◆ TASKS
a - In the excerpt on the Committee and BBC coverage, on what date was the evidence session with the three BBC officials held?
b - Write what comes next in the excerpt on the Committee and BBC coverage, starting after its last sentence.

◆ DOCUMENT EXCERPT

What originally piqued the Committee was the lack of media, and especially BBC, coverage given to its 2013 report, Reforming the European Scrutiny System in the House of Commons. This argued that “the depth and pace of EU integration, now accelerating with demands for fiscal and political union and economic governance, has demonstrated the need for effective democratic parliamentary scrutiny and accountability of Government at Westminster – all of which affects the UK electorate.” The report alludes frequently to the “fundamental role of national Parliaments”, in line with recent speeches given by the Prime Minister, the Foreign Secretary and the Minister for Europe, and argues that:
It is time to translate this shared view into concrete proposals, and we do so in this Report. Not only do we recommend a strengthening of the scrutiny reserve, we conclude that now is the time to propose the introduction of a form of national veto over EU legislative proposals, and then to explore the mechanics of disapplication of parts of existing EU obligations, notwithstanding the European Communities Act 1972.
This would require “an Act of Parliament to disapply the European Communities Act 1972 in relation to specific EU legislation”, an action which, with truly remarkable understatement, the Report admits “would be legally complex and controversial.”
‘The bowels of the BBC’
In order to understand the Committee’s critique of the BBC it would be helpful to start off by looking at the evidence session on 6 February 2013 with Ric Bailey, Chief Adviser, Politics, BBC; Mary Hockaday, Head of Newsroom, BBC; and Peter Knowles, Controller, BBC Parliament.
Questions concerning BBC coverage, or lack of coverage, of the Committee’s work crop up on at least eight occasions (Q191, Q193, Q200, Q201, Q203, Q208, Q210, Q242) and the Chairman mentions not being asked onto Question Time “or any of the other programmes” (Q238). Two examples of alleged BBC bias are given, and both, unsurprisingly, concern alleged pro-EU bias, one involving a Today item (Q214) and the other general coverage of the Lisbon Treaty (Q221-2).
The Chairman also takes a particular interest in those contributing to the BBC College of Journalism, asking:
What are the qualifications? You get people who have degrees in various subjects giving the lectures, all that sort of thing. As somebody who takes an interest in the extent to which people have looked at these questions in detail and in the broad landscape, what sort of qualifications do they have? Do they come from academic institutions? … It is the old business of who guards the guardians? The question is, who are the people who are providing the basic information? Where are they coming from? When the researchers sit down in the middle of the night, for example for the Today programme – I cannot believe John Humphrys and the others invent all the questions off the cuff; they are sitting there and being fed certain lines of inquiry – it is not unnatural that we would be interested in the base of the research that goes into that. (Q231-3)

◆ DATA ENTRIES
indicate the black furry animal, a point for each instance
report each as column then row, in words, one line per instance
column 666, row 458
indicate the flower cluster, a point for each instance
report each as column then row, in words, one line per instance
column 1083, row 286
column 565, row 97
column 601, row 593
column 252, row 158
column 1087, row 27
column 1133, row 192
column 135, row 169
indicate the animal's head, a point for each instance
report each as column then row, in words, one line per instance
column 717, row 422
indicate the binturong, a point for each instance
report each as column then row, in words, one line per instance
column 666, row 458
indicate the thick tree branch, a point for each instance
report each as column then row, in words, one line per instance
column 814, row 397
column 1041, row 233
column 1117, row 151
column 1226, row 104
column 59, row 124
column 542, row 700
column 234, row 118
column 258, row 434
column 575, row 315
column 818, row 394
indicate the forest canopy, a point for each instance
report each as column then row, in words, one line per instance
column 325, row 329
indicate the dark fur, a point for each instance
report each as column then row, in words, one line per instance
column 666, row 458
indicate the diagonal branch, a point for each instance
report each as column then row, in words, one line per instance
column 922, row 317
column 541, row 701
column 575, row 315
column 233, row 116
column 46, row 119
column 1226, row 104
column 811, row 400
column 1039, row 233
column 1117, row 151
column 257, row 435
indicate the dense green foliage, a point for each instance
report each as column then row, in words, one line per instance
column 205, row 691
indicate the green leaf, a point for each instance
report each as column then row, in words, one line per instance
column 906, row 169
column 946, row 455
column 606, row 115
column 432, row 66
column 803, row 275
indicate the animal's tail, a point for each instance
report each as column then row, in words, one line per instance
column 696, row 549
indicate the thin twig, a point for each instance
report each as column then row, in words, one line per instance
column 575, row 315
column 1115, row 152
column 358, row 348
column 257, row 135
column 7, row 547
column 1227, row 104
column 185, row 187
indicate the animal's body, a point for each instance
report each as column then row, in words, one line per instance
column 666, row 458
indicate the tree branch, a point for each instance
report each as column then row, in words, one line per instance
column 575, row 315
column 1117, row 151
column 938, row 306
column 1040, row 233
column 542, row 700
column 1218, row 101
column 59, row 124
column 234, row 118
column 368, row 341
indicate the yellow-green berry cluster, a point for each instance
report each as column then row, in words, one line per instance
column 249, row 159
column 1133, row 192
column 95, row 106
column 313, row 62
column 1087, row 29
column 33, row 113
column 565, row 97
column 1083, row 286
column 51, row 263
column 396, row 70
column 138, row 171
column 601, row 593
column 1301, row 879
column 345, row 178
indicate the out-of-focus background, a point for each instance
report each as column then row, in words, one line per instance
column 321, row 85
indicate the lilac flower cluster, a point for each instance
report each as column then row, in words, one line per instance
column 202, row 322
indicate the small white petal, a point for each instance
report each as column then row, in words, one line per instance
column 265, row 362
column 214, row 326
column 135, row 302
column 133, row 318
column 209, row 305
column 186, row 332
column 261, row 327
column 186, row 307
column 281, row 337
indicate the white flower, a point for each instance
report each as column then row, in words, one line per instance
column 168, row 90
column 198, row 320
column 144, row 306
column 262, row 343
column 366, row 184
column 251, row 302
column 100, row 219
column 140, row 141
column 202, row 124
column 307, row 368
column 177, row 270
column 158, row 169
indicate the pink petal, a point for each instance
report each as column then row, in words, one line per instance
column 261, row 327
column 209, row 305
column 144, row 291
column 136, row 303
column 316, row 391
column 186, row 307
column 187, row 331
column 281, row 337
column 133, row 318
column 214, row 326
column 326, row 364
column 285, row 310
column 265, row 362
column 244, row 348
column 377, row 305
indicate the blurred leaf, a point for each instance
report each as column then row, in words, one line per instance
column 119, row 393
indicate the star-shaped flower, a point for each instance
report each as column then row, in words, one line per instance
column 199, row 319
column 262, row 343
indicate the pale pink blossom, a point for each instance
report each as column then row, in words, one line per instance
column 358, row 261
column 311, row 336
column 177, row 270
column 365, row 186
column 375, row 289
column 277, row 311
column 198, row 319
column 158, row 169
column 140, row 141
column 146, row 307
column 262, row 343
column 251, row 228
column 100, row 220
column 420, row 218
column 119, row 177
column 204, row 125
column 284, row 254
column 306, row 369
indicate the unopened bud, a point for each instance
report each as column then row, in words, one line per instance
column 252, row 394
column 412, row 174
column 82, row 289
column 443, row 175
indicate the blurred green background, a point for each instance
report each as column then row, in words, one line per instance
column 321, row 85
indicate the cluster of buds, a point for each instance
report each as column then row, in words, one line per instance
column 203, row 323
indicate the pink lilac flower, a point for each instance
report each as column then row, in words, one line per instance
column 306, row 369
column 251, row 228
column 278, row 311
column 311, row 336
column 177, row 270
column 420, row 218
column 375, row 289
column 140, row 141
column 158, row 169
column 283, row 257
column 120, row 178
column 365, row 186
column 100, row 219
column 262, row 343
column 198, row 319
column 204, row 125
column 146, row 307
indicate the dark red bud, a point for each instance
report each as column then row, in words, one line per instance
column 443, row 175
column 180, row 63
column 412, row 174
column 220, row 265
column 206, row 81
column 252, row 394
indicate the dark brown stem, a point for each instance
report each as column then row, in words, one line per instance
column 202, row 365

◆ PER-TASK OUTPUTS
a - 6 February 2013

b -
The distinct suspicion that he may be thinking that he may have found the source of the pro-EU ‘institutional culture’ that those critical of both the BBC and the EU are convinced lurks at the heart of the Corporation is only intensified by a question which he posed to David Keighley of News-watch in an evidence session on 13 March 2013:
Do you think that there is any possibility that this [institutional bias by omission in EU matters] is derived from the nature of the research that takes place within the bowels of the BBC, in terms of the attitudes of the people who are asked to go through the output for news and current affairs and whose job it is to do the research-not just on the Today programme but on anything else? Do you think that … the question of the College of Journalism is an area where some further analysis needs to be done in order to establish why it is that you have this silo attitude when actually there should not be one at all? (Q133)
An ‘inappropriate’ request
The Committee also asked Lord Patten, the Chairman of the BBC Trust, to appear before it, which for some time he refused to do, giving rise to a correspondence (increasingly testy and threatening on the Chairman’s part) consisting of ten letters sent between 11 September 2013 and 13 March 2014. Patten eventually agreed to appear, but then retired from the Trust and so was unable to do so. In his letter of 25 September he explained that “I do not think my appearance at an evidence session would add materially to the Committee’s work” on the grounds that “the Trust has no role in day-to-day operational or editorial decisions, such as the level of coverage to afford to any particular area”, and that “while the Trust has a general duty to do all it can to ensure the impartiality and accuracy of the BBC it is not and should not be involved in decisions such as which programmes to broadcast.”
As the correspondence wore on, however, Patten made it clear that his unwillingness to appear stemmed additionally from his, and the Trust’s, concern that to do so might be perceived as undermining the BBC’s independence. As he pointed out on 14 November:
It is incumbent upon the Trust under the terms of the Royal Charter to stand up for the independence of the BBC and in particular its editorial independence. We are bound to weigh this as of paramount importance when viewed against a request to appear before your Committee which we believe to be inappropriate. Accordingly I must decline your request.
He noted that he has appeared before the Culture, Media and Sport and Public Accounts Committees six times, “and neither attempt[ed] to engage with us – as you are proposing to do – on the editorial decisions of the BBC.” He continued:
We wonder if you have considered that the result of you asserting your right to call me before your committee on this issue is that BBC Trustees could in future be required to appear before any select committee to discuss the coverage of the BBC in its particular area of responsibility … We can’t believe that is what was intended when the Royal Charter was drafted and we do not believe that it is consistent with the idea of an independent Trust protecting the BBC from undue political interference.
When, on 3 March, he did finally agree to appear he pointed out that, “in line with the Trust’s Charter role, I will not be in a position to engage with your Committee on the detail of BBC operations or editorial decisions.” The Report itself tartly notes that “we reject the assertion in Lord Patten’s letter that our invitation to him to give oral evidence was “inappropriate”. We fully respect the editorial independence of the BBC. But that does not mean that the BBC Trust is above Parliament, and should pick and choose its interlocutors here.”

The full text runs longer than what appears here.